> **DATA FOR THIS TASK**:
--- START ---

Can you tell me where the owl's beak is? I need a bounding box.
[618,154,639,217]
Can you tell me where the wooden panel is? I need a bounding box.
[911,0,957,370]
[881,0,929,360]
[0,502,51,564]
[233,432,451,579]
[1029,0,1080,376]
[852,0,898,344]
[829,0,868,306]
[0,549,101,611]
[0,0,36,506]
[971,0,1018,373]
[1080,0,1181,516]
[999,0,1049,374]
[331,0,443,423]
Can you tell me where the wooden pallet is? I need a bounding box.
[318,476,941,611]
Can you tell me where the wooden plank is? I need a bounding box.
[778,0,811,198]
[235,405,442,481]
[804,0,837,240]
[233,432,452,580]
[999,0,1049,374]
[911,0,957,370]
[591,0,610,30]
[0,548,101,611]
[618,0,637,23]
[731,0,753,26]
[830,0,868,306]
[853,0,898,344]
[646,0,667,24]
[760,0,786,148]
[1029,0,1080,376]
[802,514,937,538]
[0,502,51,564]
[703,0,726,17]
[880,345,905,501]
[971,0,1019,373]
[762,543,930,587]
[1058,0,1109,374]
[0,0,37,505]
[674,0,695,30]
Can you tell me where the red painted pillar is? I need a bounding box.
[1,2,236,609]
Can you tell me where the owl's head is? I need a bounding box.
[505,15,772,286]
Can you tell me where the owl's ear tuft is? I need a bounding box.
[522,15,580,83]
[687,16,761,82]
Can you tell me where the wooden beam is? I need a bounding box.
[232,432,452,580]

--- END ---

> **HOW TO COMPLETE THIS TASK**:
What's wanted here is every record, retyped exactly as shown above.

> **ANSWER TO THE PROBLEM**:
Can you tell me where the owl's beak is? I need a bounding box.
[618,154,639,217]
Can you tell me where the wooden panel is? I need a bounding box.
[911,0,957,370]
[881,0,929,360]
[0,502,51,564]
[233,432,451,579]
[1029,0,1080,376]
[852,0,898,344]
[829,0,868,306]
[0,549,101,611]
[0,0,36,506]
[971,0,1018,373]
[1080,0,1181,516]
[999,0,1049,374]
[331,0,443,423]
Can you tell me where the wooden pallet is? I need a bounding box.
[318,476,941,611]
Can you tell me where the wooden plank is? I need a bounding box.
[778,0,811,198]
[235,405,442,481]
[804,0,837,240]
[233,432,452,580]
[999,0,1049,374]
[911,0,957,370]
[591,0,610,30]
[0,548,101,611]
[618,0,637,23]
[731,0,753,26]
[830,0,868,306]
[853,0,898,344]
[646,0,667,24]
[760,0,786,148]
[1029,0,1080,376]
[802,514,937,538]
[0,502,51,564]
[703,0,726,17]
[880,345,905,501]
[971,0,1019,373]
[762,543,930,587]
[1058,0,1109,374]
[0,0,37,505]
[674,0,695,30]
Can you tell me where the red painted pillar is? I need a bounding box.
[1,2,236,609]
Can you tell me where the owl's head is? I need a bounding box.
[505,15,772,286]
Can you tell me where the owl's ear tuft is? I need a bounding box.
[522,15,580,83]
[687,16,761,82]
Can you tell me where the wooden beam is? I need a bounding box.
[232,432,452,580]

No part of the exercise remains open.